— begin —

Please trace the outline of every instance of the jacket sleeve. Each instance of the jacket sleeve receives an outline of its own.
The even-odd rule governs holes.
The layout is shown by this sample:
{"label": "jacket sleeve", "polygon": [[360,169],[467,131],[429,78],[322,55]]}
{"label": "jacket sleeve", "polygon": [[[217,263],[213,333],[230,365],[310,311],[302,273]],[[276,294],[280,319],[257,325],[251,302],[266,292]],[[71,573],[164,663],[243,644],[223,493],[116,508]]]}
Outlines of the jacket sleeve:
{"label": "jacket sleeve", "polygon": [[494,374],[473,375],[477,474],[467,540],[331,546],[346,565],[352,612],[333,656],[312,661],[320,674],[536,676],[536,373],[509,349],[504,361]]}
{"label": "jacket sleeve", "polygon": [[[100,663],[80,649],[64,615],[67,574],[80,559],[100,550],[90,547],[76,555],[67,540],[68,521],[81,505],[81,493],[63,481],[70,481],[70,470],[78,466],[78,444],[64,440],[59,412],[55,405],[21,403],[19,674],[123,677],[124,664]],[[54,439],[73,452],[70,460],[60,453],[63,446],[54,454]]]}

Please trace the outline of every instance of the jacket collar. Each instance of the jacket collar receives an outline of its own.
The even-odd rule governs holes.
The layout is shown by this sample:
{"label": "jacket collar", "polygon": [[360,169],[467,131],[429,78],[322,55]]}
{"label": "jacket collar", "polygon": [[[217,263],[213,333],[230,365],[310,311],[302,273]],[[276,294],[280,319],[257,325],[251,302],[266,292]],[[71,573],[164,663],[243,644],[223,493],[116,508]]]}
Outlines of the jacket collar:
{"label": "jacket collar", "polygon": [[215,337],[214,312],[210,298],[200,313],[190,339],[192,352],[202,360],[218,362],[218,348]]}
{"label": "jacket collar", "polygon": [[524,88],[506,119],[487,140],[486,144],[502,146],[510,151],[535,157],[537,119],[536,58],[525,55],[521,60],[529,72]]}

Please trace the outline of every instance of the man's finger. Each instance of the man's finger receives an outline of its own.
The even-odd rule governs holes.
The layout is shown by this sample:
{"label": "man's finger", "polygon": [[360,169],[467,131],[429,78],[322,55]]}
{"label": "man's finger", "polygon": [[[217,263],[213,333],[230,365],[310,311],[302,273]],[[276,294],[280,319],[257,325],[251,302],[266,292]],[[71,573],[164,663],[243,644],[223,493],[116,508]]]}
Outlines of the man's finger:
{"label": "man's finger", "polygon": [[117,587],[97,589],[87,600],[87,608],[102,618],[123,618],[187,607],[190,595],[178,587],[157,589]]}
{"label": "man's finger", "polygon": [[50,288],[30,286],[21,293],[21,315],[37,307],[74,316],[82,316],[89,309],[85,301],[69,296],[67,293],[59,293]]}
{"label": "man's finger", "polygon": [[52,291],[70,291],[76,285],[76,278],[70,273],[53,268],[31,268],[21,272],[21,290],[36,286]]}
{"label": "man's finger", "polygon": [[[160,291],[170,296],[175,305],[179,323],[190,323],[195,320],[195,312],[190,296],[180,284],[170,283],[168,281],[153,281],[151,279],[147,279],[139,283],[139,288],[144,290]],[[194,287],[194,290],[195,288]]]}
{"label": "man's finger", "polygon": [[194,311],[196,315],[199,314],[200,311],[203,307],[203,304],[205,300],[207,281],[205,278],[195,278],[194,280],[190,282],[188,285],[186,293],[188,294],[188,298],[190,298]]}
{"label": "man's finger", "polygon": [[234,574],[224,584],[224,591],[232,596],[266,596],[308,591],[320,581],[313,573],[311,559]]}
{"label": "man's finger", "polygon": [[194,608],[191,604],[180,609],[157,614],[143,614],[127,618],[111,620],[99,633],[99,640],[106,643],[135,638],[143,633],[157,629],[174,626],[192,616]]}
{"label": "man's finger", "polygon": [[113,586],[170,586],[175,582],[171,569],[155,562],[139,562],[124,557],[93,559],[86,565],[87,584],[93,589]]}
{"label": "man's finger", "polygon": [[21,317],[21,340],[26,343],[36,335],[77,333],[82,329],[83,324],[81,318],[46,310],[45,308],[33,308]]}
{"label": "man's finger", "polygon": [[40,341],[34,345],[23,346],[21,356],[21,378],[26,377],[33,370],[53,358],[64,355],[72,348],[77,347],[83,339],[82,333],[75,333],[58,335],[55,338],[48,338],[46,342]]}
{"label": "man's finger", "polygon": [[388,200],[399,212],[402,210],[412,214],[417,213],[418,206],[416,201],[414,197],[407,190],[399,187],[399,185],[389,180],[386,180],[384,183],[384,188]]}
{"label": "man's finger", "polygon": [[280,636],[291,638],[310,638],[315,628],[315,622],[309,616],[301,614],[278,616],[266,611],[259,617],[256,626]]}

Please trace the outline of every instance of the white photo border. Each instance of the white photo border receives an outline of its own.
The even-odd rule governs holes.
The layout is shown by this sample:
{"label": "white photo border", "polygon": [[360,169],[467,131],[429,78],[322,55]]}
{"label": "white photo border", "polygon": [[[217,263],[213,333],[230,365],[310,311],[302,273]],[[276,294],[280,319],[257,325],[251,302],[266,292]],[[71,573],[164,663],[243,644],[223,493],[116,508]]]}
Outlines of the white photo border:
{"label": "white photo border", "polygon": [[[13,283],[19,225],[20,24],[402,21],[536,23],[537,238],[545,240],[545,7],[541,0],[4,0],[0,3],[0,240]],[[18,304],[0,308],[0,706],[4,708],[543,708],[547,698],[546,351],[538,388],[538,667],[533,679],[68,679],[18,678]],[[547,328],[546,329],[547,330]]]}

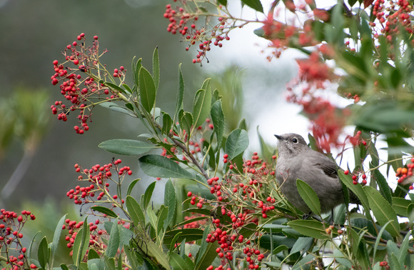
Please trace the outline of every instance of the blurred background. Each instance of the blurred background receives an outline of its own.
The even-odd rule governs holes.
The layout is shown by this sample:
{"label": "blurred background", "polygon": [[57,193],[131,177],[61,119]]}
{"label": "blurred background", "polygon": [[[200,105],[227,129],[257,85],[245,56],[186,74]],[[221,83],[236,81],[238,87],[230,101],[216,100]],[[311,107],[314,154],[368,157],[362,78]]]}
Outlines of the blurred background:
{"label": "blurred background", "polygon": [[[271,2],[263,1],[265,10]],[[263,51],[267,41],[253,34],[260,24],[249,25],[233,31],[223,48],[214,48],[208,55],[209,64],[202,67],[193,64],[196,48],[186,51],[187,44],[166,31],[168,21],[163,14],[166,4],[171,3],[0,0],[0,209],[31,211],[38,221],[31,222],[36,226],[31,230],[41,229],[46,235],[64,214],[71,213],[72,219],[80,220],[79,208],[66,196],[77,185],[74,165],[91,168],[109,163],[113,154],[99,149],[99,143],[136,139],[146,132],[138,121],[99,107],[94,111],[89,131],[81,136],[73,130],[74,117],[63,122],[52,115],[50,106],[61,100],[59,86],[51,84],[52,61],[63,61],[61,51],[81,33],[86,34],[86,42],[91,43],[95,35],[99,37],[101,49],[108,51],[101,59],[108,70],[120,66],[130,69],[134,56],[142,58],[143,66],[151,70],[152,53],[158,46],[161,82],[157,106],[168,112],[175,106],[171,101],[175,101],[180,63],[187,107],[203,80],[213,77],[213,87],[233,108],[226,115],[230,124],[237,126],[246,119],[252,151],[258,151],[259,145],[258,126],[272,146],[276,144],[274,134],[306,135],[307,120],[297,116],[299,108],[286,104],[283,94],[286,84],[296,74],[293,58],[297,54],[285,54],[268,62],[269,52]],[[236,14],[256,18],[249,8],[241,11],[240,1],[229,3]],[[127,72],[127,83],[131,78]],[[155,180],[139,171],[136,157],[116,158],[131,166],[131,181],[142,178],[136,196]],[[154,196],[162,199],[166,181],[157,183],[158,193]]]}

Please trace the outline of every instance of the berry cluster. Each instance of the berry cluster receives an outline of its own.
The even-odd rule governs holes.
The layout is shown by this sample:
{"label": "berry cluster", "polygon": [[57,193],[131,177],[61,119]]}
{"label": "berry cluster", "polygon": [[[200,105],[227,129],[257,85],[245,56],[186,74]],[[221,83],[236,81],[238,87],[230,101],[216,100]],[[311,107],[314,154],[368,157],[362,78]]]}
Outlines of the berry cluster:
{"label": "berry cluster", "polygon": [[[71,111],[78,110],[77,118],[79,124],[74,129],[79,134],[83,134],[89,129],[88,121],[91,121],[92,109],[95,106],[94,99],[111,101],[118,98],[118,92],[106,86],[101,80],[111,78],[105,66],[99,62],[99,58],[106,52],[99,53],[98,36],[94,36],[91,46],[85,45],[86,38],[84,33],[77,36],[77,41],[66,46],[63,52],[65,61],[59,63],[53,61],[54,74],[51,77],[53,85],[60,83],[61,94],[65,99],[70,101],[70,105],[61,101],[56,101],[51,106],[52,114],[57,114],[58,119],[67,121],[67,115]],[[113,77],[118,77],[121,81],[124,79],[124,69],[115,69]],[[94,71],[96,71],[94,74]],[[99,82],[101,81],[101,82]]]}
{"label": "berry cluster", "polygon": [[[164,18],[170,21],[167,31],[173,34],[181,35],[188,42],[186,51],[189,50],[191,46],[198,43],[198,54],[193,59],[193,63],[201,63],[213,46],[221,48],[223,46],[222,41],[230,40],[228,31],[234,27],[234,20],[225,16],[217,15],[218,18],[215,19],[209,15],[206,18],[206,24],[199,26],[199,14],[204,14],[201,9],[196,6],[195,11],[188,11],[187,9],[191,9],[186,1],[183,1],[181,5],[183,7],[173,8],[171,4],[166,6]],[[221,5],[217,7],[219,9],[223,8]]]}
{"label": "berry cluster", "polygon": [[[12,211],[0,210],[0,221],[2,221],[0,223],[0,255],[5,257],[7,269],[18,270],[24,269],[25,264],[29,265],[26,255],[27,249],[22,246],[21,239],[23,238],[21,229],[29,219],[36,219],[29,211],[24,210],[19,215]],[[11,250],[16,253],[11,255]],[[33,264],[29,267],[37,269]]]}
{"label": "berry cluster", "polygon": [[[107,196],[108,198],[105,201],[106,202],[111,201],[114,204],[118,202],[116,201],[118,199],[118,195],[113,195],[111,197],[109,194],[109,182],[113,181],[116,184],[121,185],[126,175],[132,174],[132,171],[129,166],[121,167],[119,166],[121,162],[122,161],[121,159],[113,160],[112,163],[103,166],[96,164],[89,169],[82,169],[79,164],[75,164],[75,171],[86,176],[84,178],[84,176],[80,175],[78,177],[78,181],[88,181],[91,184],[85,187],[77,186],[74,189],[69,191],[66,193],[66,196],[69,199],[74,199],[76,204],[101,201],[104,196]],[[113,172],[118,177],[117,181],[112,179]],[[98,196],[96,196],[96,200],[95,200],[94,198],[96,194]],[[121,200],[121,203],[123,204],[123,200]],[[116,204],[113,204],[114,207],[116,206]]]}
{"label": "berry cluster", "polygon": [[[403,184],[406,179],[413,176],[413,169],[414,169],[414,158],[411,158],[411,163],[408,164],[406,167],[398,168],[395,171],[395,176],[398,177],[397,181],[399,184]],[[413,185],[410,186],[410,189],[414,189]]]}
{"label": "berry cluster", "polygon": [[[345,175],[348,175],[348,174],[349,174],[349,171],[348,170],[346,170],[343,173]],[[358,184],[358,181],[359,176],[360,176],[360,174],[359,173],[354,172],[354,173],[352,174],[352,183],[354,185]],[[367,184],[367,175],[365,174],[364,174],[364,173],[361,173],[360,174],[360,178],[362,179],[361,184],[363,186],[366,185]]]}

— end —

Requirement
Update the listing from the line with "Please trace the outline of every instance of the white" up to and including the line with "Outlines of the white" by replacing "white photo border" with "cream-colored margin" and changing nothing else. Give back only those lines.

Correct answer
Please trace the outline of every instance of the cream-colored margin. Each instance of the cream-colored margin receives an outline of its own.
The even-odd rule governs holes.
The layout is shown by this sample:
{"label": "cream-colored margin", "polygon": [[360,169],[467,131],[429,78],[322,55]]}
{"label": "cream-colored margin", "polygon": [[[217,263],[213,333],[230,365],[310,311],[302,273]],[[276,294],[280,319],[257,325],[251,302],[266,292]],[[71,573],[164,663],[243,644],[223,493],[116,508]]]}
Outlines of the cream-colored margin:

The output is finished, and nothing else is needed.